* _GOAL OF THE EXERCISE_: Type out every line of the data again, exactly.

-------- EXERCISE INPUTS --------

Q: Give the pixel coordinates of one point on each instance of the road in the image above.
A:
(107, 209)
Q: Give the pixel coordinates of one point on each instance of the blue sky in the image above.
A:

--------

* _RESPONSE TO THE TASK_:
Q: Give the pixel coordinates of one point on each instance of the road in the image above.
A:
(107, 209)
Q: Give the pixel coordinates of one point on each instance of the blue sky in the image above.
A:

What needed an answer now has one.